(Supplied information)
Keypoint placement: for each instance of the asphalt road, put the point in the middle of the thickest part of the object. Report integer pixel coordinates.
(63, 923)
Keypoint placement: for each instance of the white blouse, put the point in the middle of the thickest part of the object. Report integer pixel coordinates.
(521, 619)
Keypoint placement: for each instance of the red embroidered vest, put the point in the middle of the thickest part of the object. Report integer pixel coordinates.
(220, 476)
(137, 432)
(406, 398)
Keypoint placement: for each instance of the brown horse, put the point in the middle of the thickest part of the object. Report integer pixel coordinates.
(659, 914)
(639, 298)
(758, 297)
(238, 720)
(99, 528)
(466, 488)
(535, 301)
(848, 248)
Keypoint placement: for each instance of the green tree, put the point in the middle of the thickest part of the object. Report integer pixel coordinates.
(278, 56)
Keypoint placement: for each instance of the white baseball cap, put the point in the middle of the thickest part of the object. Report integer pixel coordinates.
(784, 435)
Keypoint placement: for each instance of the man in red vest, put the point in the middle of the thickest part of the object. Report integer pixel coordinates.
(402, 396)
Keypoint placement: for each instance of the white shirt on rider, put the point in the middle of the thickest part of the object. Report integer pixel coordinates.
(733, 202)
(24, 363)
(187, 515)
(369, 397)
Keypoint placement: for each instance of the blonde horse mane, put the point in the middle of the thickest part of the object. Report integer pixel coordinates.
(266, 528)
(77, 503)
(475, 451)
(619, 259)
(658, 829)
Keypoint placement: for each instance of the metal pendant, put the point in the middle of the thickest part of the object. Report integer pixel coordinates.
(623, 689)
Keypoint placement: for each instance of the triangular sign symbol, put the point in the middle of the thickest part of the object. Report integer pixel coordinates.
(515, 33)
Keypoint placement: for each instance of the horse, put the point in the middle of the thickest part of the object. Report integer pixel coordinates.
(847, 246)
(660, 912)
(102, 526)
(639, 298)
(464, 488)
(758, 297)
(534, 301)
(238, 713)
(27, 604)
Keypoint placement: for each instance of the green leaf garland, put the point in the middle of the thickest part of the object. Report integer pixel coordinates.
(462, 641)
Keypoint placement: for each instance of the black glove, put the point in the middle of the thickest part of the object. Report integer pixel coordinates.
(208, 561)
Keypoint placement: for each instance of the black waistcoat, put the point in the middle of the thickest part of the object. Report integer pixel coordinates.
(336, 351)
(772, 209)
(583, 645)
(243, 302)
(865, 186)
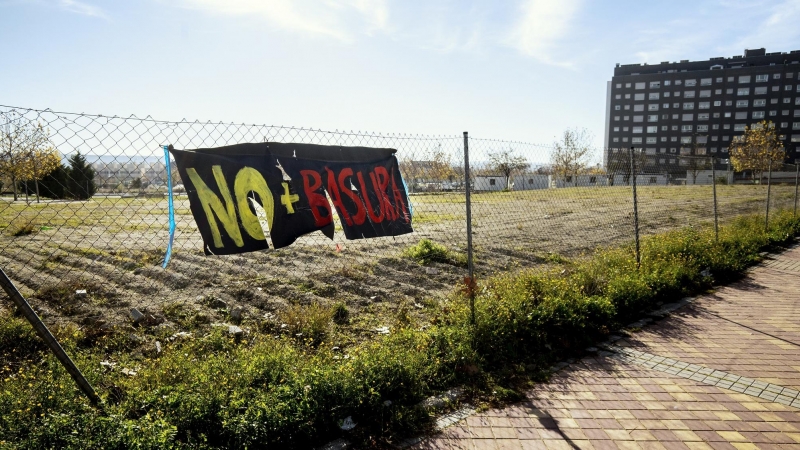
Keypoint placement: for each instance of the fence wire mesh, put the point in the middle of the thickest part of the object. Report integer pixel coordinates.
(87, 251)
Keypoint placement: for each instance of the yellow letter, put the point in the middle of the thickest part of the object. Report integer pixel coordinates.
(249, 179)
(212, 204)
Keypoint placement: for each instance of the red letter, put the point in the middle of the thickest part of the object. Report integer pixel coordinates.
(374, 218)
(399, 200)
(336, 198)
(380, 181)
(315, 199)
(360, 215)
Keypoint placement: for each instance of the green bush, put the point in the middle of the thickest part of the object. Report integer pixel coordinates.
(214, 391)
(427, 251)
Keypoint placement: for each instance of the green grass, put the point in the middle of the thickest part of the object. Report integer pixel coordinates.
(272, 389)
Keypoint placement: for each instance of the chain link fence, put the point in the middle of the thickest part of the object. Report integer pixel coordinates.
(90, 261)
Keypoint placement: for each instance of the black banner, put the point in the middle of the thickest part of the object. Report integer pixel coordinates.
(298, 186)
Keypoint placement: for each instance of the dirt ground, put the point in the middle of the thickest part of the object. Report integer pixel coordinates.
(112, 248)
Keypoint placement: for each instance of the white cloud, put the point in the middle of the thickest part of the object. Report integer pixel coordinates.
(82, 8)
(541, 25)
(339, 19)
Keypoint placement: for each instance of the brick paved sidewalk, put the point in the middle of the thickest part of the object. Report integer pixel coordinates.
(721, 372)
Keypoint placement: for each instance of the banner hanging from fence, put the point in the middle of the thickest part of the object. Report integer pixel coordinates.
(298, 186)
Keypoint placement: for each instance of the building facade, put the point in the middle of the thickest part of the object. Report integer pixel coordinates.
(674, 111)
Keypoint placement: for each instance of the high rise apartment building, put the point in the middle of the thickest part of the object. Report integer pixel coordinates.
(673, 110)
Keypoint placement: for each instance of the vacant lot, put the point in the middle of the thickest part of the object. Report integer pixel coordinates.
(112, 247)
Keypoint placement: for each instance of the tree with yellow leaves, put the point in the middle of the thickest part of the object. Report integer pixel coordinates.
(25, 150)
(40, 163)
(757, 148)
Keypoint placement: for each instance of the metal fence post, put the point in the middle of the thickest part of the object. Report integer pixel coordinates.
(796, 179)
(635, 208)
(769, 187)
(714, 188)
(470, 266)
(50, 340)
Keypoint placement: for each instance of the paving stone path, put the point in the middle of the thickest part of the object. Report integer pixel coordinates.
(721, 372)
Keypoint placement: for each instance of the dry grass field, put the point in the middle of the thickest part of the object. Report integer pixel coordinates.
(112, 247)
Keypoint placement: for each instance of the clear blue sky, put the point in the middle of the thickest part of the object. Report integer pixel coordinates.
(522, 70)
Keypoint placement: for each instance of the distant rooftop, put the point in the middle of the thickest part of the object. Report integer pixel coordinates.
(751, 58)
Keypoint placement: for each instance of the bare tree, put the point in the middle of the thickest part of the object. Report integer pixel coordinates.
(572, 154)
(507, 162)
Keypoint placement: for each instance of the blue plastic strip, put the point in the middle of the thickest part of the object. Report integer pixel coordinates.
(171, 209)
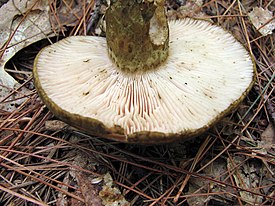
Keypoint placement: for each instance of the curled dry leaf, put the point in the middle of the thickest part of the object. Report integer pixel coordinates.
(247, 174)
(22, 23)
(262, 20)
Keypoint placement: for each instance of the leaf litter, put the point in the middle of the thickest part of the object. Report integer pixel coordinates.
(46, 162)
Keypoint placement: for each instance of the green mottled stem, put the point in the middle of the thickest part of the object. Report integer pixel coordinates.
(137, 34)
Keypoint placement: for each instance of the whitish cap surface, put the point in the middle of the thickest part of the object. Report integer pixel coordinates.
(206, 74)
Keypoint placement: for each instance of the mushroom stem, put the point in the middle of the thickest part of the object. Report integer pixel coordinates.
(137, 34)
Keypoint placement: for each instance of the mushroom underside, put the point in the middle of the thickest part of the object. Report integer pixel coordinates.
(206, 74)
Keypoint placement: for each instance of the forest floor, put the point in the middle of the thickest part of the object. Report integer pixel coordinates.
(45, 162)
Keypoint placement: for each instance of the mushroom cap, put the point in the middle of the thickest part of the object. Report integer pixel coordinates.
(207, 73)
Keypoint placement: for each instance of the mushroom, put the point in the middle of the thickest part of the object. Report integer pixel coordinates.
(149, 80)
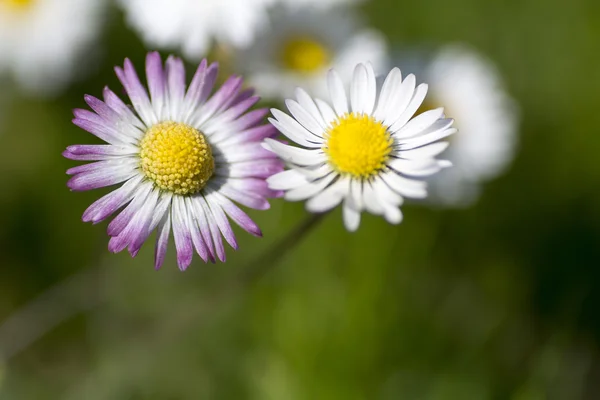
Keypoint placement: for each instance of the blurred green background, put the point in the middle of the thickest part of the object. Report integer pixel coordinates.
(498, 301)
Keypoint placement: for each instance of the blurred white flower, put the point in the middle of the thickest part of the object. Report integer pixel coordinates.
(302, 44)
(40, 39)
(318, 3)
(470, 88)
(193, 24)
(365, 150)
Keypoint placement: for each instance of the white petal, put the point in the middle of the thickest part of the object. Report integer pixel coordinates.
(371, 199)
(390, 87)
(400, 100)
(337, 93)
(416, 168)
(356, 194)
(371, 90)
(428, 151)
(358, 89)
(294, 131)
(287, 180)
(385, 193)
(351, 217)
(421, 140)
(330, 196)
(422, 122)
(404, 186)
(304, 117)
(326, 111)
(412, 108)
(296, 155)
(309, 105)
(393, 215)
(310, 189)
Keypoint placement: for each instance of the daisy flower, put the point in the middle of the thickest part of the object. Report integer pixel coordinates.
(318, 3)
(368, 154)
(302, 44)
(181, 156)
(471, 89)
(40, 39)
(192, 25)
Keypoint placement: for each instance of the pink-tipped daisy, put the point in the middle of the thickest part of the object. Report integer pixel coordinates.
(370, 153)
(181, 157)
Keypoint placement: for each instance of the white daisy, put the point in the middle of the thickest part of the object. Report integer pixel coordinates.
(302, 44)
(318, 3)
(369, 154)
(40, 39)
(181, 155)
(470, 88)
(192, 25)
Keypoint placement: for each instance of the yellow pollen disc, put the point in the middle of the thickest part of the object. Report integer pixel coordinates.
(177, 157)
(305, 55)
(18, 3)
(358, 145)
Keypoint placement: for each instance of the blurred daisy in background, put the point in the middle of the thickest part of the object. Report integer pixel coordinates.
(318, 3)
(193, 25)
(470, 88)
(40, 39)
(302, 44)
(181, 155)
(368, 154)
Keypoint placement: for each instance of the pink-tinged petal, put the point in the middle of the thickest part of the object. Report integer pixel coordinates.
(221, 220)
(136, 92)
(157, 83)
(244, 152)
(162, 240)
(200, 217)
(103, 166)
(143, 226)
(181, 233)
(176, 85)
(215, 126)
(98, 179)
(200, 88)
(98, 152)
(260, 169)
(252, 185)
(114, 102)
(108, 204)
(93, 124)
(219, 101)
(214, 230)
(119, 223)
(247, 199)
(197, 239)
(256, 134)
(102, 109)
(243, 95)
(237, 215)
(250, 119)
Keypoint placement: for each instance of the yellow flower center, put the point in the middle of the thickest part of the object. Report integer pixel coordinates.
(305, 55)
(177, 157)
(358, 145)
(18, 4)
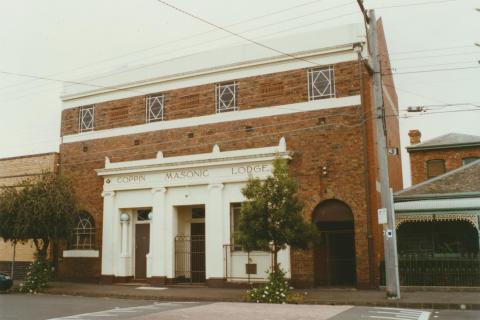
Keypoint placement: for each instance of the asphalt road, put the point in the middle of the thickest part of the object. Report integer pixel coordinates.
(49, 307)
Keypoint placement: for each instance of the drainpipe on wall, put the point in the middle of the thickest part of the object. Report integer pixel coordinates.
(13, 259)
(371, 257)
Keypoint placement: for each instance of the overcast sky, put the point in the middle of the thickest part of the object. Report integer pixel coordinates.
(64, 40)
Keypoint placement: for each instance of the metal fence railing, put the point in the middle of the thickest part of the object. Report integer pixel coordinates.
(190, 259)
(428, 270)
(245, 266)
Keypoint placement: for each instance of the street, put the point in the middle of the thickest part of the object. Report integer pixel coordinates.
(49, 307)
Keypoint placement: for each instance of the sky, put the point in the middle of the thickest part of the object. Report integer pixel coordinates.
(67, 40)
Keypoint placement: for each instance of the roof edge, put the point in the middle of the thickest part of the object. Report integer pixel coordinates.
(449, 173)
(30, 156)
(433, 196)
(442, 146)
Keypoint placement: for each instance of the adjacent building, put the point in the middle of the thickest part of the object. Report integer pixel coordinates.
(438, 218)
(159, 154)
(441, 154)
(14, 171)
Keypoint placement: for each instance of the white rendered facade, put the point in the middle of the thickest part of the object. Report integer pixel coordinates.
(166, 185)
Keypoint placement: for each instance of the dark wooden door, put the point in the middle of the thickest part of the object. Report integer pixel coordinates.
(142, 247)
(335, 259)
(197, 253)
(342, 258)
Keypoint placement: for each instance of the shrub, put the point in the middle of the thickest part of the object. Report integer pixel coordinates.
(276, 290)
(38, 275)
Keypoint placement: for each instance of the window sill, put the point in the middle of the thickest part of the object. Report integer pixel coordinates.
(81, 254)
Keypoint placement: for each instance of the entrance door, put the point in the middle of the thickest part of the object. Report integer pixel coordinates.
(142, 247)
(197, 254)
(334, 255)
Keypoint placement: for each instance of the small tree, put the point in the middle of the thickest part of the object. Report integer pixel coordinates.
(9, 208)
(47, 212)
(272, 218)
(42, 210)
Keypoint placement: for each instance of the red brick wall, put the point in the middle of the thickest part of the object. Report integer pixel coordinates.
(453, 160)
(391, 112)
(344, 143)
(252, 92)
(334, 145)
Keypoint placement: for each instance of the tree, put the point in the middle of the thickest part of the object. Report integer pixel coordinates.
(43, 210)
(272, 217)
(9, 204)
(9, 208)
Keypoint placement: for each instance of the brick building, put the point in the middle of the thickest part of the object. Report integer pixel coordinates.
(436, 156)
(438, 218)
(159, 154)
(12, 172)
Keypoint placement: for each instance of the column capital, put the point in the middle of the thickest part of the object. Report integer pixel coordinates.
(215, 186)
(159, 190)
(108, 194)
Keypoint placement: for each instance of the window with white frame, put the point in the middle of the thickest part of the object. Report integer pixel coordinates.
(87, 118)
(226, 96)
(155, 107)
(321, 83)
(84, 233)
(234, 221)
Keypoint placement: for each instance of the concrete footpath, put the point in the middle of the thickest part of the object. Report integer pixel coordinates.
(433, 299)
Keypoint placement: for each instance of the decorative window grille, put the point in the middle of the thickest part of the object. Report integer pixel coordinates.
(234, 221)
(142, 215)
(155, 107)
(87, 118)
(84, 233)
(321, 83)
(226, 97)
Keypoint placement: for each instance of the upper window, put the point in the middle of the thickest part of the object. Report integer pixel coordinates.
(234, 221)
(87, 118)
(468, 160)
(321, 83)
(155, 107)
(84, 232)
(226, 96)
(435, 168)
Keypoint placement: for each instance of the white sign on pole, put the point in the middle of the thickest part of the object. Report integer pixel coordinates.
(382, 216)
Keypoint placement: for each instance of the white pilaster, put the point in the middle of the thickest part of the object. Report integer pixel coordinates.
(123, 239)
(109, 220)
(157, 252)
(214, 232)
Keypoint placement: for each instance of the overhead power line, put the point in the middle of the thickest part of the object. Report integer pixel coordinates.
(165, 43)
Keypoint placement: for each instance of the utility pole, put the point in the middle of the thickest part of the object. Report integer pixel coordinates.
(386, 196)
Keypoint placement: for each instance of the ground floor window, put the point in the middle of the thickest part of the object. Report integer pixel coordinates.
(438, 238)
(235, 209)
(84, 232)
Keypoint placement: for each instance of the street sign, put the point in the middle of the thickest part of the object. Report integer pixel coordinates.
(382, 216)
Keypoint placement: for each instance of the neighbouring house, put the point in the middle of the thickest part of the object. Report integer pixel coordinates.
(12, 172)
(159, 154)
(441, 154)
(438, 218)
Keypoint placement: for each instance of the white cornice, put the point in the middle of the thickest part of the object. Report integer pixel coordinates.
(328, 46)
(216, 118)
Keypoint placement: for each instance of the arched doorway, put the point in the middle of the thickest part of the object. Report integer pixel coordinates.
(334, 253)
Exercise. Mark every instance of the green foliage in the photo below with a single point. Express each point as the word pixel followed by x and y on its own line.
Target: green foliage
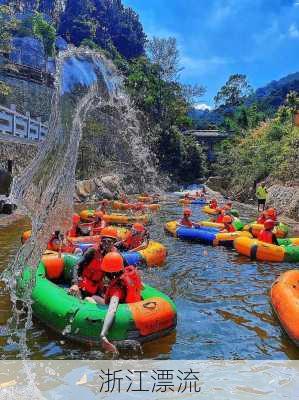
pixel 234 92
pixel 8 24
pixel 271 149
pixel 45 32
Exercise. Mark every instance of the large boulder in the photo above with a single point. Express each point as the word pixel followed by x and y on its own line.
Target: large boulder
pixel 28 51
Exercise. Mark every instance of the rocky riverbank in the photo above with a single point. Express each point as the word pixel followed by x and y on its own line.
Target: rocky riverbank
pixel 284 197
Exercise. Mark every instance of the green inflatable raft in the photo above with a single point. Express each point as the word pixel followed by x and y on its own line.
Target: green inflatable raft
pixel 76 319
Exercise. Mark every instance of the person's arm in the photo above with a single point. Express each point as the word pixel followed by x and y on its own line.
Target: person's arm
pixel 108 321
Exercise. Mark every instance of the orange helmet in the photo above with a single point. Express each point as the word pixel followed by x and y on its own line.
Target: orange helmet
pixel 187 212
pixel 76 219
pixel 138 227
pixel 109 232
pixel 227 219
pixel 269 224
pixel 112 262
pixel 99 214
pixel 271 212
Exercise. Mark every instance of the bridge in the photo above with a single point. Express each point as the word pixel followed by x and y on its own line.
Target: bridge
pixel 21 128
pixel 208 138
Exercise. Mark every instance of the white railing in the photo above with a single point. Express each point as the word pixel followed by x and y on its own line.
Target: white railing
pixel 21 126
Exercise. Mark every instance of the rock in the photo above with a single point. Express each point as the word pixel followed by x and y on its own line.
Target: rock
pixel 285 199
pixel 61 44
pixel 28 51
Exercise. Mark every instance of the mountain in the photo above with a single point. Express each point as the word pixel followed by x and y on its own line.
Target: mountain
pixel 269 98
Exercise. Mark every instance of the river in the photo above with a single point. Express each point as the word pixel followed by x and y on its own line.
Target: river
pixel 222 300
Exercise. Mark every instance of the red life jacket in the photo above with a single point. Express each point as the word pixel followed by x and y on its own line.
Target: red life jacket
pixel 92 276
pixel 266 236
pixel 130 284
pixel 186 222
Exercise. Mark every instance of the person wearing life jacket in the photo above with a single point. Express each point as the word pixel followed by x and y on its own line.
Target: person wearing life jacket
pixel 267 235
pixel 104 204
pixel 228 224
pixel 57 243
pixel 262 218
pixel 99 223
pixel 185 221
pixel 261 195
pixel 73 232
pixel 213 204
pixel 137 239
pixel 271 214
pixel 88 277
pixel 124 286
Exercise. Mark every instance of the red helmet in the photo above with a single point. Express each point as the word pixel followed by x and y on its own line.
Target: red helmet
pixel 109 232
pixel 187 212
pixel 99 214
pixel 76 219
pixel 112 262
pixel 227 219
pixel 269 224
pixel 138 227
pixel 271 213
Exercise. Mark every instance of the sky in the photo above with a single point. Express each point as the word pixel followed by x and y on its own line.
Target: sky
pixel 217 38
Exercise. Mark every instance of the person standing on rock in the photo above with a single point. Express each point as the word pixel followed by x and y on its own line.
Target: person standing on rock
pixel 261 194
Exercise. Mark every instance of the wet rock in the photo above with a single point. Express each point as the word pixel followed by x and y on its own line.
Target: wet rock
pixel 28 51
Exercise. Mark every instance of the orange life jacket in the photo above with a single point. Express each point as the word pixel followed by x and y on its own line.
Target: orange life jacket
pixel 266 236
pixel 130 283
pixel 92 276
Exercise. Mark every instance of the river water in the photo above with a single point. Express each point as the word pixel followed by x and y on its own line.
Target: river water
pixel 222 300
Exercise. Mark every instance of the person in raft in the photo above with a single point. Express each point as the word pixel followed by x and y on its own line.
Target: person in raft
pixel 261 194
pixel 104 204
pixel 213 204
pixel 88 277
pixel 228 224
pixel 124 286
pixel 267 235
pixel 99 223
pixel 137 239
pixel 186 221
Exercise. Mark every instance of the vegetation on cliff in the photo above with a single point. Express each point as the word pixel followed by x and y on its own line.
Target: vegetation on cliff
pixel 260 149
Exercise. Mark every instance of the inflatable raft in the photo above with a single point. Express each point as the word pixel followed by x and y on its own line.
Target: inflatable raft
pixel 119 219
pixel 281 230
pixel 205 235
pixel 117 205
pixel 285 301
pixel 237 223
pixel 149 319
pixel 187 202
pixel 287 251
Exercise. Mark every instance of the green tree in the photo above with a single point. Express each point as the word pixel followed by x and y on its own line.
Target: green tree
pixel 234 92
pixel 45 32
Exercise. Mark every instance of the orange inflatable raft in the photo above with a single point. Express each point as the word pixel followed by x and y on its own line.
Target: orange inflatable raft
pixel 285 302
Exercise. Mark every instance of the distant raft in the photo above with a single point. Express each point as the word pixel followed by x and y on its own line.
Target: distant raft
pixel 287 251
pixel 119 219
pixel 204 235
pixel 118 205
pixel 187 202
pixel 79 320
pixel 285 301
pixel 281 230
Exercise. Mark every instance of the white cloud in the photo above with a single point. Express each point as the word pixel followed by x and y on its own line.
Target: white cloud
pixel 294 31
pixel 202 107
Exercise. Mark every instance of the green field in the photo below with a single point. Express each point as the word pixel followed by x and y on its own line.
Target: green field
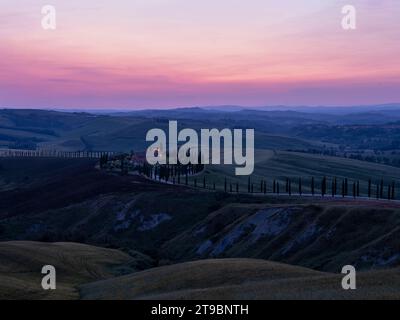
(End Supplied information)
● Aim of the exercise: Whenever the string "below" shows up in a line of the records, that line counts; state how many lines count, and only that.

● The completed task: 2